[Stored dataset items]
==========
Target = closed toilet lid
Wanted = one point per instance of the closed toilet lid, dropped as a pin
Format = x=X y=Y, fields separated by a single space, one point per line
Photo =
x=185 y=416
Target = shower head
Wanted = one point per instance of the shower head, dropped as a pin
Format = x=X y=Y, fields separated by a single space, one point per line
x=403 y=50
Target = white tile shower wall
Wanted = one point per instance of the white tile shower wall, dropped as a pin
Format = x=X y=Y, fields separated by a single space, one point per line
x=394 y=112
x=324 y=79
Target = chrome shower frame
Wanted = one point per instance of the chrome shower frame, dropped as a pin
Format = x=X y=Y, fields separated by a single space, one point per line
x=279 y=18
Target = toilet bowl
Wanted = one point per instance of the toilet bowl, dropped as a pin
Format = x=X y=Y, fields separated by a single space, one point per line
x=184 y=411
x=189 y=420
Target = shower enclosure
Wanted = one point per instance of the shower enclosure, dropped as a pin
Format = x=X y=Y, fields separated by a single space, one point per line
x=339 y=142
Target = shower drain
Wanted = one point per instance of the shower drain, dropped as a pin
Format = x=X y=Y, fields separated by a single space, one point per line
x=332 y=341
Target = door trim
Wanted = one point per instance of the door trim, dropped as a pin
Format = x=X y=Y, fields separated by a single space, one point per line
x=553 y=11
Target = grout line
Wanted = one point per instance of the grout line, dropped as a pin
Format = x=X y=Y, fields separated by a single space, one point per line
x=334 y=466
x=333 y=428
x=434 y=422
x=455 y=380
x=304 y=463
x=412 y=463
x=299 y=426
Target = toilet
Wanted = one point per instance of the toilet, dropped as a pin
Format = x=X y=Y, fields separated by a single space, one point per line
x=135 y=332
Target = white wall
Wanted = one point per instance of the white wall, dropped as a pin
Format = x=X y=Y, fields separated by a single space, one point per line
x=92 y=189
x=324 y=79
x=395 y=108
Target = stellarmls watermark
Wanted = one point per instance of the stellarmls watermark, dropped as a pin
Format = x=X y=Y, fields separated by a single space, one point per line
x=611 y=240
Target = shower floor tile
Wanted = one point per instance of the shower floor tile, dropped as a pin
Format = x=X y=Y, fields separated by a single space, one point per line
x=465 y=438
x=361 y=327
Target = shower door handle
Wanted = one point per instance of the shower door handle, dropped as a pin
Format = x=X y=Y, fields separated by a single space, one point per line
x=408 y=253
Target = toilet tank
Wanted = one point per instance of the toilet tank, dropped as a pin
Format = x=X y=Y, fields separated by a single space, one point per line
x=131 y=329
==========
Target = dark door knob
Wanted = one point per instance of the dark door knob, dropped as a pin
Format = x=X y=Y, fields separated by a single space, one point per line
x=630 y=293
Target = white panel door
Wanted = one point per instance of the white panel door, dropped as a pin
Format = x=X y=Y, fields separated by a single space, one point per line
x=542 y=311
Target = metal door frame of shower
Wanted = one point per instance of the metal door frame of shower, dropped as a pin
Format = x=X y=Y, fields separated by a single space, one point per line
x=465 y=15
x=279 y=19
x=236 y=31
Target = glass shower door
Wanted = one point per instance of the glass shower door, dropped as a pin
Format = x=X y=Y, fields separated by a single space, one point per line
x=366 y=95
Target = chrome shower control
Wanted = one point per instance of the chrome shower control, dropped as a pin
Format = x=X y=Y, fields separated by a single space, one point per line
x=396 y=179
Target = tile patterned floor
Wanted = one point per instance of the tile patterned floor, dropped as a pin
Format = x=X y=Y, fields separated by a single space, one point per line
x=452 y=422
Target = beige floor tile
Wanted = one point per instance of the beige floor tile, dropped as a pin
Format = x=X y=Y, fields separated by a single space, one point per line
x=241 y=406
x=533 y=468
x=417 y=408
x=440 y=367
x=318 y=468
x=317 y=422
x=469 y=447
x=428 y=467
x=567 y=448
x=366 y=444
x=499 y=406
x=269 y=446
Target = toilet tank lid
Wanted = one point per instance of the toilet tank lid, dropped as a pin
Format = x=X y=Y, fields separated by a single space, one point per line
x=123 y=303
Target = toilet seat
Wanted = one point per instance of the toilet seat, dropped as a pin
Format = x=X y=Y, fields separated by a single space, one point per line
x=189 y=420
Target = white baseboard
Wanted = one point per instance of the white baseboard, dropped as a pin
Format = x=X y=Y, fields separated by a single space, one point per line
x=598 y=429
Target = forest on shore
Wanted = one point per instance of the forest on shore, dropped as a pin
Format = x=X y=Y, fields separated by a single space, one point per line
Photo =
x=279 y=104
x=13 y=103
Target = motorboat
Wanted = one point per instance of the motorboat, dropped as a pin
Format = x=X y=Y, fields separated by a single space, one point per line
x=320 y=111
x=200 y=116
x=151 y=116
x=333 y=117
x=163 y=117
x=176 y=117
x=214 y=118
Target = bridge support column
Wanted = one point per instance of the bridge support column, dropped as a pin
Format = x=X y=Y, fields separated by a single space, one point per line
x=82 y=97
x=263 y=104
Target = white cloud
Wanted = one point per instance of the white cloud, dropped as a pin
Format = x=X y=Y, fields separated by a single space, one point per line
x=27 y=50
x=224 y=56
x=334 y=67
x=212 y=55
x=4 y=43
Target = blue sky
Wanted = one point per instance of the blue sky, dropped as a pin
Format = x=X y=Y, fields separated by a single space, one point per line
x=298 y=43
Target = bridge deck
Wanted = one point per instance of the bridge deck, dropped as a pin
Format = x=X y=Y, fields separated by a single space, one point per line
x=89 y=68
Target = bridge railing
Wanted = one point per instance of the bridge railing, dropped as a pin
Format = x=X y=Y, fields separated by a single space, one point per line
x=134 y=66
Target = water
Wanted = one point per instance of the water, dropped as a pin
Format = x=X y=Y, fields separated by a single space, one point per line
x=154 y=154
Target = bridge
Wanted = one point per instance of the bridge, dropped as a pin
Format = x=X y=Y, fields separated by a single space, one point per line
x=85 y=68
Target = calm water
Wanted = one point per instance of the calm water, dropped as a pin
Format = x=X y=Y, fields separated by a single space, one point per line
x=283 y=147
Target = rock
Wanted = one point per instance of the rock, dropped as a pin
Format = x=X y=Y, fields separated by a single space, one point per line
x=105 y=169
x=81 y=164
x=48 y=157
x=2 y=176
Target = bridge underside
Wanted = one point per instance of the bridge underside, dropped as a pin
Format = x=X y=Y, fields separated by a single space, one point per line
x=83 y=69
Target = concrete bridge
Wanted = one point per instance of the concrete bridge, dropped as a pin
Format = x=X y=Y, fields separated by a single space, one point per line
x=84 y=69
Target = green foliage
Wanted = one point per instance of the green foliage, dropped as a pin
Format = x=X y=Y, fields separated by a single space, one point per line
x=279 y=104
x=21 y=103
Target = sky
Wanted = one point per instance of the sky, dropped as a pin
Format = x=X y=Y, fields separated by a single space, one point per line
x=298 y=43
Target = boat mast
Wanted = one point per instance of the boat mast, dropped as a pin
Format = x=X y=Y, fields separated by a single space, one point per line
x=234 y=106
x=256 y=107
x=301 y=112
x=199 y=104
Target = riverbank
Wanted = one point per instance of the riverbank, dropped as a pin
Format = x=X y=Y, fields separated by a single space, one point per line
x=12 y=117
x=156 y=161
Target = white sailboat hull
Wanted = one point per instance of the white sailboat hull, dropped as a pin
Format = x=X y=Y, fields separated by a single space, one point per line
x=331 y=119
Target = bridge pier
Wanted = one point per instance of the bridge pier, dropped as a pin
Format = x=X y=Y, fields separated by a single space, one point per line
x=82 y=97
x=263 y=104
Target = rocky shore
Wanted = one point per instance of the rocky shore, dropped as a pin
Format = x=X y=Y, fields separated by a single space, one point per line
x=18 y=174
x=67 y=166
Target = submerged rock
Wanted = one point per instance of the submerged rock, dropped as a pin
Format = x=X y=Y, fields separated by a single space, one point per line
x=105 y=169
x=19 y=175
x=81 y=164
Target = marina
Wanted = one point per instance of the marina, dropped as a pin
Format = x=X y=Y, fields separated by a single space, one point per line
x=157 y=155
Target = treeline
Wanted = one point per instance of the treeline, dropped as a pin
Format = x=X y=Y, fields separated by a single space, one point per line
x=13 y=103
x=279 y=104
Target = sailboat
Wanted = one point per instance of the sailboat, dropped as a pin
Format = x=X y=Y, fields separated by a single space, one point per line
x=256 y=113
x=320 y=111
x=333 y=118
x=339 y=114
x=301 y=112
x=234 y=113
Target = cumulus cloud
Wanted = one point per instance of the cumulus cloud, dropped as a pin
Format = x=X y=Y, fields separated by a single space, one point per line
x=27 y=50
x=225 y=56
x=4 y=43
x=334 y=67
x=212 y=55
==========
▶ [PROBLEM TO SOLVE] Lay out the lines of the material above as a Markdown table with columns named Row and Line, numbering each row and leaving out blank lines. Begin at the line that has "Target = white baseboard" and stop after the line that has "x=598 y=429".

▶ [FULL RESPONSE]
| Row | Line |
|---|---|
| 1 | Target = white baseboard |
| 2 | Wanted = one point per instance of the white baseboard, dropped as a pin |
| 3 | Format = x=X y=Y, fields separated by a single space, one point per line |
| 4 | x=598 y=429 |